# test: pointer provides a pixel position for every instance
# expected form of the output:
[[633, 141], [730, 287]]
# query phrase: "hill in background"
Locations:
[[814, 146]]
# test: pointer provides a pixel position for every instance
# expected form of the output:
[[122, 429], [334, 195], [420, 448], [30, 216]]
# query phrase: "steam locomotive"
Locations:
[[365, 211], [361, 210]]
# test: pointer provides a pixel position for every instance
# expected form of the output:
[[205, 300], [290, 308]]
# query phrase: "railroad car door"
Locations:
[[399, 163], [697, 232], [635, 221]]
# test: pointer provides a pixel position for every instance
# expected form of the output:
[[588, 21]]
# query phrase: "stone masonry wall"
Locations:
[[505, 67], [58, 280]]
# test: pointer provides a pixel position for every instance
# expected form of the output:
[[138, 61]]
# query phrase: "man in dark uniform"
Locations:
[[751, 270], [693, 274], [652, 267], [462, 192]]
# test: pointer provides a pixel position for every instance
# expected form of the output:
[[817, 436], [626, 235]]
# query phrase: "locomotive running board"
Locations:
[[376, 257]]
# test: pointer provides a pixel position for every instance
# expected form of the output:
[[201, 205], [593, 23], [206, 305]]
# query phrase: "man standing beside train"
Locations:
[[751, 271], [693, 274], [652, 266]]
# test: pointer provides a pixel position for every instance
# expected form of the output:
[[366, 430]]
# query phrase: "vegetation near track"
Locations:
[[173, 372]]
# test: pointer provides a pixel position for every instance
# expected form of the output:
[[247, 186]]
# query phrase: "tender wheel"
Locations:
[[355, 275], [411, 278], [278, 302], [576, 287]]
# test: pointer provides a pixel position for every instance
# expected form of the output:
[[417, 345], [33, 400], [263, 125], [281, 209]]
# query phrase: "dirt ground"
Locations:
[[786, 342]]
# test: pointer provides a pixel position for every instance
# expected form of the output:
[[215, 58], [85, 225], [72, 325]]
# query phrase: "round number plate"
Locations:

▬▬▬▬▬▬▬▬▬▬

#### Given instruction:
Give all the items above again, substituting "search phrase" for every "query phrase" and leaving everything else as it is.

#### Answer to the task:
# test: pointer provides a pixel position for every instance
# expected form of the output:
[[633, 141], [730, 287]]
# search phrase: "hill in background"
Locations:
[[814, 146]]
# test: pointer provides a pixel position for every instance
# expected form of the output:
[[122, 429], [334, 195], [420, 448], [30, 216]]
# search phrase: "steam locomotive"
Locations:
[[365, 211], [361, 210]]
# test: pointer provides a pixel position for every instance
# expected form of the output:
[[205, 300], [290, 308]]
# search phrase: "railroad car door"
Locations:
[[399, 163], [697, 232], [635, 221]]
# test: pointer provides a pixel position for every instance
# expected form of the output:
[[588, 21]]
# search phrase: "stone masonry wall"
Locations:
[[505, 67], [58, 280]]
# test: pointer provides a pixel position for every instance
# expected form of the output:
[[138, 61]]
# search phrase: "man in dark uniform"
Locations:
[[751, 270], [693, 274], [652, 267], [462, 192]]
# test: pointer provides a pixel position for every instance
# expected form of the output:
[[817, 436], [626, 235]]
# search phrase: "locomotive running board"
Locations:
[[376, 257]]
# test: pointer provides a pixel position for every instance
# expected form of the output:
[[201, 205], [593, 23], [206, 305]]
# search phrase: "man standing beside train"
Locations:
[[751, 271], [693, 274], [652, 266]]
# test: pointer provides a pixel position for every instance
# expected form of the output:
[[366, 430]]
# search phrase: "vegetation near track"
Locations:
[[173, 372]]
# test: pointer provides a pixel position for every instance
# expected form of the output:
[[247, 186]]
# search phrase: "tender wheel"
Locations:
[[355, 275], [411, 278], [278, 302], [576, 287]]
# test: pointer provides a pixel position for every instance
# expected form of the output:
[[417, 345], [33, 400], [263, 125], [281, 209]]
# search phrase: "dirt ground"
Locations:
[[786, 342]]
# test: pointer provides a pixel position for every instance
# expected form of the output:
[[215, 58], [85, 225], [72, 325]]
# search phrase: "round number plate"
Locations:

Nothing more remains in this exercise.